Work required >>
Reduce the material below to its lines containing "instance".

Given information >>
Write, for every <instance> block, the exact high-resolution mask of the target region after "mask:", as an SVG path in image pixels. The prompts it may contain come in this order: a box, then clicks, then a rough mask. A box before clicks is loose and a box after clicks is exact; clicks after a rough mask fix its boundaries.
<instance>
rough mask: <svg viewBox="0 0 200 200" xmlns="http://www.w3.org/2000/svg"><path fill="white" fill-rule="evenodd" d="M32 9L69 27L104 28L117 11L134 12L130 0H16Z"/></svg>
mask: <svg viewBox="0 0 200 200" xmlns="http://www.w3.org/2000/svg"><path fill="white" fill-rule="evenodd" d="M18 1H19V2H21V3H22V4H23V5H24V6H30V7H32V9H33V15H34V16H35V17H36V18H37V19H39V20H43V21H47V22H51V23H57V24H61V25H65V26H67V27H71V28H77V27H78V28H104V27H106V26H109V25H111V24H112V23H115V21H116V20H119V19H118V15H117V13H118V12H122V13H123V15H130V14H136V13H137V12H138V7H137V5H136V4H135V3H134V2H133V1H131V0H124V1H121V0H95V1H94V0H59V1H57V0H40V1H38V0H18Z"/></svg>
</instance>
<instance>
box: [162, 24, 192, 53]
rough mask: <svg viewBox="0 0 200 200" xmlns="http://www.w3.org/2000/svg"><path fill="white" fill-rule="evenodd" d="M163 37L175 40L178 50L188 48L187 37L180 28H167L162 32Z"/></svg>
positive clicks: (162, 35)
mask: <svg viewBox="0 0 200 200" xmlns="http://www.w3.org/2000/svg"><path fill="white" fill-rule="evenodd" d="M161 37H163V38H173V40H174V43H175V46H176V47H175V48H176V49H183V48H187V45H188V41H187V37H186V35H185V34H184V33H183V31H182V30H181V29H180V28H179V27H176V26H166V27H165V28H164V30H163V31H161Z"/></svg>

Task solution >>
Write, for every <instance> block, the exact high-resolution mask of the target region after "mask:", as an SVG path in image pixels. The prompts it may contain come in this order: a box, then clicks, then a rough mask. A box before clicks is loose and a box after clicks is exact; clicks after a rough mask fix its boundaries.
<instance>
</instance>
<instance>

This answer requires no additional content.